===== Extrait du texte =====

Puissance et valeur d'un cinéma réinventé: le principe de Lucifer (2/3)
Tout est à repenser dans le cinéma pour retourner l'arme de l'IA. Des créateurs audacieux peuvent réinventer une valeur déstabilisante à l'échelle, et leur révolution va rebattre les cartes...
Voici le deuxième épisode (2/3) de ma fiction sur l’avenir de la valeur intellectuelle du cinéma. À qui appartiendront les films d’un cinéma forcé de se réinventer pour survivre ? Que se passe-t-il quand l’échelle de l’IA rebat totalement les cartes de la création de valeur ?
Ne manquez pas l’occasion de faire vibrer votre palpitant dans l’ordre: lisez ici mon premier épisode pour capter la force démoniaque du cinéma des Marx Brothers.
Armez-vous de la force créative de rêver: le principe de Lucifer.
Dans cette fiction, je développe cette idée freudienne: on sait que notre inconscient produit des rêves, une forme de cinéma onirique à la Fellini. Depuis 2 millions d’années, le pouvoir onirique de l’écriture de ces récits par notre cerveau nous fait progresser en retour. C’est le secret de l’intelligence supérieure de Sapiens, un principe diabolique. Si ces récits de notre psyché sont capables de provoquer des jouissances collectives, s’ils peuvent réveiller les morts, ne pourraient-ils pas ressurgir demain tel des diables de leur boite ? Et si les 3 révolutions créatives de l’humanité, combinées avec la puissance de l’IA et mon principe de Lucifer, prenaient un essor diabolique ?
Comment Hitchcock a forgé ce principe démoniaque ?
Explorons les mystères de ce grand paradoxe de l’histoire de l’art, ce principe de puissance des récits inspirés par Lucifer. Appelons le principe de Lucifer pour faire court, et voyons avec Hitchcock comment il fonctionne. On a vu que les clés secrètes de la première révolution cognitive de Sapiens, celle de l’intensité créative si puissante de l’art des récits chantés et dansés - le cinéma de l’époque, remonte à 2 millions d’années. Cet art des transes musicales les plus anciennes est si puissant qu’il a le pouvoir, encore aujourd’hui de “réveiller les morts”. Ce principe créatif provoque encore des “jouissances musicales collectives hors normes”; elles sont mesurées par la science. Découvrez dans cette note1 pourquoi des chimpanzés, parfois plus malins que nous, en jouissent aujourd’hui pendant des heures le long des rivières.

=====

Consignes:
a) Répondez à ces questions sur le texte consacré au principe de Lucifer :
(i) Depuis combien d'années le pouvoir onirique de l'écriture des récits par notre cerveau nous fait-il progresser ?
(ii) Quel cinéaste l'auteur choisit-il pour montrer comment fonctionne le principe de Lucifer ?
(iii) Quels animaux jouissent de ces transes musicales pendant des heures le long des rivières ?
b) Écrivez la suite du texte sur le principe de Lucifer en partant de sa dernière phrase.

===== Extrait de données =====

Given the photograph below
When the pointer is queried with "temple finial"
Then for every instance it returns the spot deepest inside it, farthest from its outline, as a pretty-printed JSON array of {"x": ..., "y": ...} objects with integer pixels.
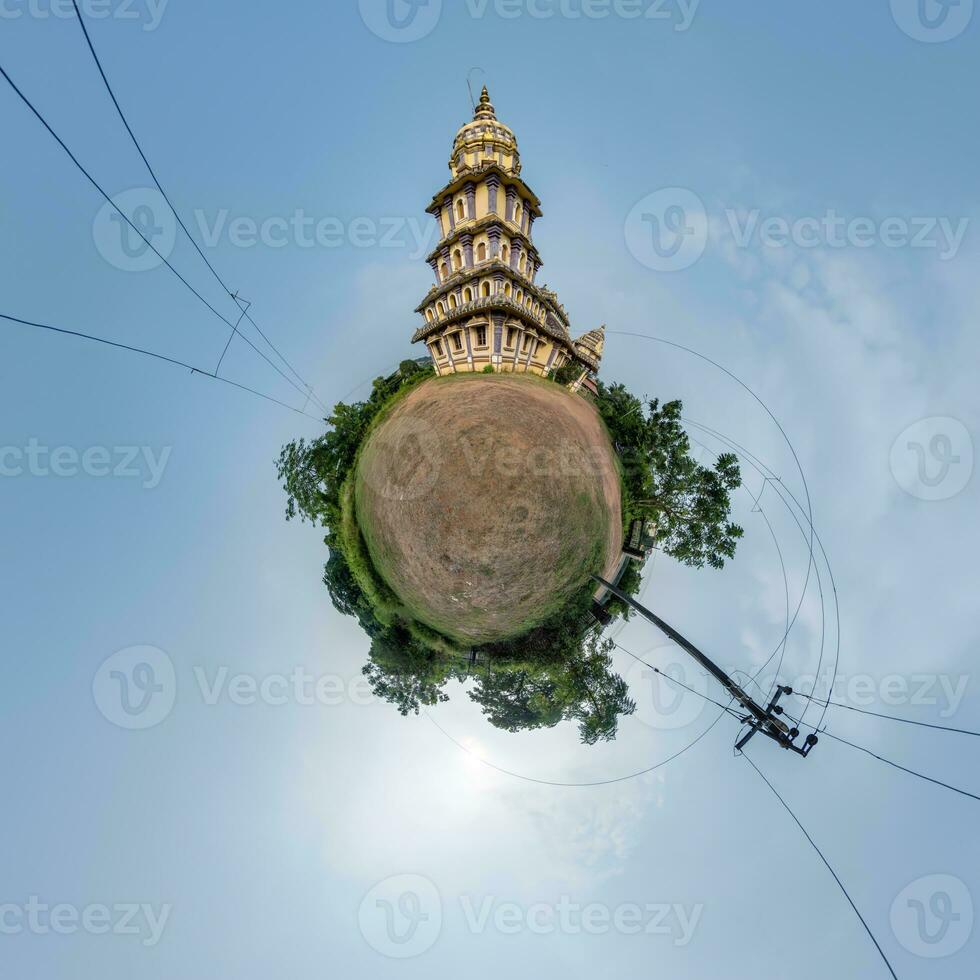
[{"x": 485, "y": 109}]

=====

Réponses:
a)
(i) Depuis 2 millions d'années.
(ii) Hitchcock.
(iii) Des chimpanzés.

b)
La seconde révolution fut celle de Gutenberg ou les récits imprimés sont passés à l’échelle mondiale; cela n’a pas cessé d’augmenter la valeur de l’art et de la science (Renaissance, propriété intellectuelle,…). La troisième révolution technologique, celle de l’IA, commence à peine à produire ses effets. Ils vont tous nous surprendre, pourquoi ? Parce que son échelle est exponentielle, chaotique.
C’est alors que mes héros parviennent enfin à combiner les 3 révolutions de l’histoire à l’échelle exponentielle. Dit autrement, avec une décentralisation technologique qui galope avec l’IA, avec de nouvelles règles de l’art, ils révolutionnent la valeur intellectuelle. Voici leur magie noire: avec un nouveau processus créatif, leurs films accèdent à une nouvelle échelle de valeur (découvrez les 8 clés secrètes ici).
Sur 2025-2045, on peut s’attendre à une guerre sans fin sur le contrôle des films du futur, celle d’un monde chaotique où les créateurs se battent pour devenir enfin souverains. D’après vous, qui détiendra la valeur intellectuelle future ? Des créateurs souverains ou des dirigeants qui ne prennent plus aucun risque ?
La structure fractale du récit hitchcockien
Passons à l’action: on filme ! Je vous parle de mes émotions de cinéphile, je tente de rentrer dans la pensée d’Hitchcock. En quoi réside son pouvoir de Lucifer ? Quand je regarde “La Mort aux Trousses”, ce maitre du suspense me captive, me capture corps et âmes dès la première scène du film.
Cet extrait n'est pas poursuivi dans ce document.